## [STATED PROBLEM]
Could you rewrite the entries below with "bounding box coordinates" changed to "pixel coordinates" everywhere it appears, keeping everything else the same and leaving the pictures out?

## [GIVEN ENTRIES]
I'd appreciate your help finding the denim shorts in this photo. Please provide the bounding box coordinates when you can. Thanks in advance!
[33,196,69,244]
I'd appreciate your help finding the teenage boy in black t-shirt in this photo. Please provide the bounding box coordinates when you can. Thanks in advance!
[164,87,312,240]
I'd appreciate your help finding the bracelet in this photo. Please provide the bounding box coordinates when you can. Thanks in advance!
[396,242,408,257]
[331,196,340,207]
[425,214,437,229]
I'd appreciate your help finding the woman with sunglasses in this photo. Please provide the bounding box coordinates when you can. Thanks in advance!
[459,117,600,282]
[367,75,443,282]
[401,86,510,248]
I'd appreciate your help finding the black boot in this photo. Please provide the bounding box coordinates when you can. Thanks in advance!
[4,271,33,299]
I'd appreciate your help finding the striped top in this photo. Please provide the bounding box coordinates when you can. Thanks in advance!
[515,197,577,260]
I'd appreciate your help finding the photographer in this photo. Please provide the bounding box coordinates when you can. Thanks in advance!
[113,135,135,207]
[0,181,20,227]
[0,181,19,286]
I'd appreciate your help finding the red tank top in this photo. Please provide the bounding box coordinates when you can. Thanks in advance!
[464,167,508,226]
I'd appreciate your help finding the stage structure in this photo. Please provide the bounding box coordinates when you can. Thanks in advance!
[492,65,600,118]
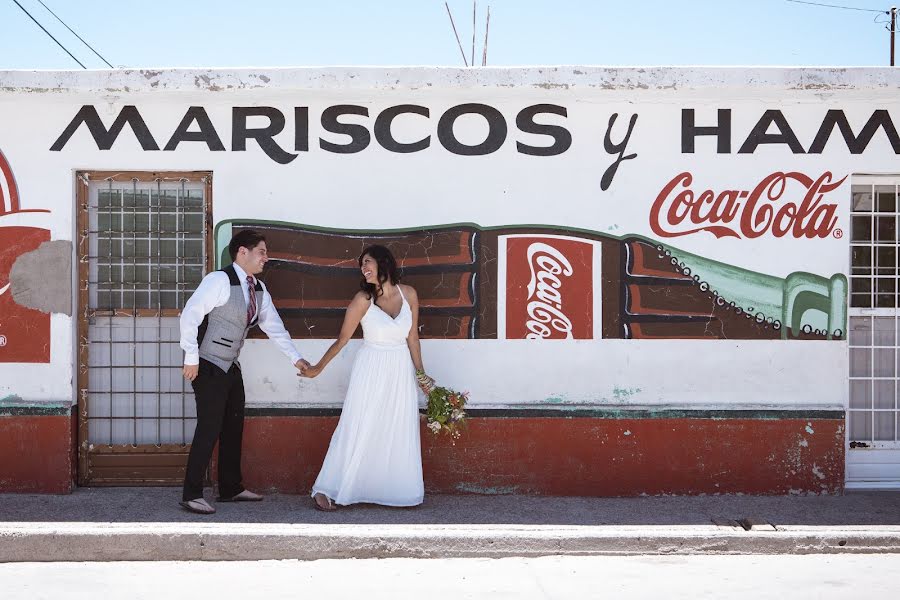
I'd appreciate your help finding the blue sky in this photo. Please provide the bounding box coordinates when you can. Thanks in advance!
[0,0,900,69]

## [SOLUTION TO THIS TASK]
I'd appreciate your help finding the denim shorts in this photo. Please provide the pixel coordinates when you can. Thanks in advance!
[33,196,69,244]
I'd appreciate your help finding the teenage boy in black t-shirt in this photo. Please provide the pixel coordinates when you can. Thanks in advance!
[164,87,312,240]
I'd appreciate your help finding the bracelet in this photo. Please provide the pixel coordinates when you can. Thanks in advance!
[396,242,408,257]
[331,196,340,207]
[425,214,437,229]
I'd appreciate your help finding the woman with sunglasses in this photo. Please provide the pixel coordinates when you can. Thanks in advance!
[459,117,600,282]
[367,75,443,282]
[401,86,510,248]
I'd appreciate your help finding the black boot in this photo. Please provide the pixel coordinates when you can. Thanks in advance!
[4,271,33,299]
I'd appreciate your help finding the striped top in this photo. Please provide the pixel coordinates when you can. Thanks in advance!
[515,197,577,260]
I'd appreciate your help finding the photographer in this photo. Please provide the pixel coordinates when you can. Thanks in advance!
[113,135,135,207]
[0,181,20,227]
[0,181,19,286]
I'd appreciate your help finding the red tank top in this photo. Please provide the pixel coordinates when you can. Thanks in advance!
[464,167,508,226]
I'd appreciate your help finding the stage structure in this photo. Please provide the pixel coordinates when you can. Thanks in advance!
[492,65,600,118]
I'd appreciate your help finding the blue sky in this photo. Please provide the pixel coordinates when you can. Thanks in advance!
[0,0,900,69]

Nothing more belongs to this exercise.